Phrase grounding data:

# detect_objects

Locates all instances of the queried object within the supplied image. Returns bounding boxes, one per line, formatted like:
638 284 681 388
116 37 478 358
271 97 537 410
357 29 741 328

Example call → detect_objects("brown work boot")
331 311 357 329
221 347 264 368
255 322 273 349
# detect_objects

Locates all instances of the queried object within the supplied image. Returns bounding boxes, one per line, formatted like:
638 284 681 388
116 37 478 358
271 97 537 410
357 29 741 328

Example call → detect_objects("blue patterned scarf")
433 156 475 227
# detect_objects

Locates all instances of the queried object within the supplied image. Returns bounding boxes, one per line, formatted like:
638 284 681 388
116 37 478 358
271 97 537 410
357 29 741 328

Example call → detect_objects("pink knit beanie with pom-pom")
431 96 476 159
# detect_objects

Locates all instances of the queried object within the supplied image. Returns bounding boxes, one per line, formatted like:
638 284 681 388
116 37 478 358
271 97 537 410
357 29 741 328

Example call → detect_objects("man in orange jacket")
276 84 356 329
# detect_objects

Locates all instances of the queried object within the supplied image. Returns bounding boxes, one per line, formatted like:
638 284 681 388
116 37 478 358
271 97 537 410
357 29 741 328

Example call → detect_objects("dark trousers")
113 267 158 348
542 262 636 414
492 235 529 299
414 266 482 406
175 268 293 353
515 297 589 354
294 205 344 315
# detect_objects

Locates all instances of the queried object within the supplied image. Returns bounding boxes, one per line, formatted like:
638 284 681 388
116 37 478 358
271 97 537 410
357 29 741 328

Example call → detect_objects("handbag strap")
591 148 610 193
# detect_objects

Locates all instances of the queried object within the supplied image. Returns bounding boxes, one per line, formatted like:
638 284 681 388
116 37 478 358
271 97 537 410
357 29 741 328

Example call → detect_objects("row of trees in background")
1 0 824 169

#### EXERCISE BRIEF:
Write out every entry exactly as given.

#### ANSWER BOX:
# detect_objects

Locates all instances of the queried object within the supplied image. Returns bounding boxes, one per line, formatted like:
638 284 681 388
116 37 478 358
271 97 537 410
357 29 741 328

Example call → detect_objects("brown work boot")
331 311 357 329
221 347 264 368
255 322 273 349
# detect_objects

Locates all instances of the queried object within the supplied image. Returns bounding boxes, one per line, formatted like:
638 284 681 388
116 37 478 358
271 97 537 410
357 29 741 328

Example call → detect_objects("blue patterned scarf")
433 156 475 227
# detect_objects

Locates all instances of the queried object within the supplied image. Returns bounding boxes, one per line, formatted like:
638 284 681 388
116 37 478 358
271 97 537 410
357 29 741 328

Example call → detect_objects("pink knit beanie with pom-pom")
431 96 476 159
# detect_objects

Locates all instances of the queried object within the supplied image. Returns bounding boxes, one per line, formatted like:
638 284 681 388
116 37 478 358
271 97 537 410
357 29 741 328

Example call → detect_objects("man in orange jacket")
276 84 356 329
# detect_objects

Locates all instances of the queried object within the supplied image. Returns bounding boxes, one per line, formatted like:
638 284 681 388
116 37 478 358
271 97 537 410
357 29 741 328

Example call → detect_objects("dark trousers")
113 267 158 348
542 262 636 414
492 235 529 299
414 266 482 406
175 268 293 353
515 297 589 354
294 205 344 315
# detect_objects

Locates all instances of the queried object within the supplied image. Returns bounding boxes, one per line, formatted like:
638 284 681 388
116 37 478 358
271 97 537 410
357 29 741 328

Example call → detect_objects("handbag strap")
591 148 610 193
# detect_objects

Locates all instances of the queried object within the supplied image. Returns bounding boxes, one per line, formatted like:
638 284 681 388
116 37 478 358
271 97 537 410
357 29 741 328

Example call → detect_objects("row of trees in background")
1 0 824 169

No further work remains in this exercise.